◆ Textauszug
--------

Den Beginn dieser eindrucksvollen Bauaufgabe markiert eine Anzeige in der Lokalpresse zur Wettbewerbsteilnahme für eine Kreisverkehrsskulptur. Gebaut werden soll diese anlässlich der Autobahn-N5-Teilfertigstellung zwischen Neuenburg und der Gemeinde Milvignes (Ausfahrt/Einfahrt Nr. 10 der N5) in der Schweiz. Die knapp formulierten Vorgaben lauten:

  • Kreiseldurchmesser ca. 20 m, Nutzfläche ca. 8 m
  • Leicht schräge/abfallende Kreisfläche
  • Maximale Höhe 6 m
  • Auswahlverfahren im Rahmen einer öffentlichen Präsentation vor dem Gemeinderat Milvignes und der Bevölkerung

Die Wettbewerbseingabe erfolgt am 15. Dezember 2014 mittels eines angefertigten Modells im Maßstab 1 : 30. Inzwischen ist das Oloid von Milvignes fertiggestellt. Eindrucksvoll reckt es seine knallgelben Lamellen in den Wind, um je nach Windrichtung seine Position zu verändern. Wie viele inspirierende Gedanken und Überlegungen bis dahin erforderlich waren, lässt sich nur erahnen. Zunächst musste eine geeignete geometrische Form gefunden werden. Das von Paul Schatz Anfang des 20. Jahrhunderts erdachte Oloid eignet sich perfekt. Es besteht aus zwei Kreisen, die rechtwinklig, gegengleich verbunden sind. In kleineren Dimensionen kann das Oloid sogar vollflächig abgewickelt und z. B. aus Aluminium, Edelstahl, Kupfer oder Zink hergestellt werden.

--------

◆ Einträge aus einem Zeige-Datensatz
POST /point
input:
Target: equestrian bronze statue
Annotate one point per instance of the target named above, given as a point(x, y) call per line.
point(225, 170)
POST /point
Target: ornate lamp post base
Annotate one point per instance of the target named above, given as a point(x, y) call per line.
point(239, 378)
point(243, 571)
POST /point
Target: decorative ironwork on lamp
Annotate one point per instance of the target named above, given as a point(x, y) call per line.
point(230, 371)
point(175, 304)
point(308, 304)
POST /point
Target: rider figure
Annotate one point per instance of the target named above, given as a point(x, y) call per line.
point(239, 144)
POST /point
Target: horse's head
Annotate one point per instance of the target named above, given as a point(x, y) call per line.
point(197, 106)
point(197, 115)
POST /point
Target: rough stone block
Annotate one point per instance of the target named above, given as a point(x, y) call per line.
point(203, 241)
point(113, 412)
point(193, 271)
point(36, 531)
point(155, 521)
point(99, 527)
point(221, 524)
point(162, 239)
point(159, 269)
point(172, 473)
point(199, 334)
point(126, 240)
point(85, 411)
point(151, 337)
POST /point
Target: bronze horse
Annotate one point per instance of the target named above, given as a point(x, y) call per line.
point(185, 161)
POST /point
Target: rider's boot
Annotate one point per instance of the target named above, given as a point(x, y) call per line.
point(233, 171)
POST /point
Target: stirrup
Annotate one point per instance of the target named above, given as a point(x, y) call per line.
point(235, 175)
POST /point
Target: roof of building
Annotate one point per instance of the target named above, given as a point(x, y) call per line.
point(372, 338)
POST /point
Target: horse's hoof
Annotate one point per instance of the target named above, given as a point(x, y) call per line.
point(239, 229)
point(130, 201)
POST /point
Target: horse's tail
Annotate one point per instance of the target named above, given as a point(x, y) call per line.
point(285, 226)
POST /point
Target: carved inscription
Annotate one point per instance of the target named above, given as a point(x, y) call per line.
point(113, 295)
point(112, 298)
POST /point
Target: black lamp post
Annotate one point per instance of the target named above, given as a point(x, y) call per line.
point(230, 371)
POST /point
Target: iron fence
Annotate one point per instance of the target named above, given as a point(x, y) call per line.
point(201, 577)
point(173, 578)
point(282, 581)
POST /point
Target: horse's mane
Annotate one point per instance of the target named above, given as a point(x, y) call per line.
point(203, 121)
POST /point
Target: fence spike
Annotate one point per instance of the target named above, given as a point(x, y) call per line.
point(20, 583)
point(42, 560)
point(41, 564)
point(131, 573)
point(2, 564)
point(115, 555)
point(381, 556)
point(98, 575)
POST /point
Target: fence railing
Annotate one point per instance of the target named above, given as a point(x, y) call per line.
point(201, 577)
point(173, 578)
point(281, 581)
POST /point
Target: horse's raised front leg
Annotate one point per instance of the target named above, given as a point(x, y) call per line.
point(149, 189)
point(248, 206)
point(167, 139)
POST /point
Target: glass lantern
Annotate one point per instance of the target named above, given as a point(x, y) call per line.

--------

◆ Zu erledigende Aufgabe
Schreiben Sie aus dem Text über das Oloid von Milvignes den Abschnitt von „Die Wettbewerbseingabe erfolgt“ bis „Zink hergestellt werden.“ wortgetreu ab.

◆ Ergebnis der Übung
Die Wettbewerbseingabe erfolgt am 15. Dezember 2014 mittels eines angefertigten Modells im Maßstab 1 : 30. Inzwischen ist das Oloid von Milvignes fertiggestellt. Eindrucksvoll reckt es seine knallgelben Lamellen in den Wind, um je nach Windrichtung seine Position zu verändern. Wie viele inspirierende Gedanken und Überlegungen bis dahin erforderlich waren, lässt sich nur erahnen. Zunächst musste eine geeignete geometrische Form gefunden werden. Das von Paul Schatz Anfang des 20. Jahrhunderts erdachte Oloid eignet sich perfekt. Es besteht aus zwei Kreisen, die rechtwinklig, gegengleich verbunden sind. In kleineren Dimensionen kann das Oloid sogar vollflächig abgewickelt und z. B. aus Aluminium, Edelstahl, Kupfer oder Zink hergestellt werden.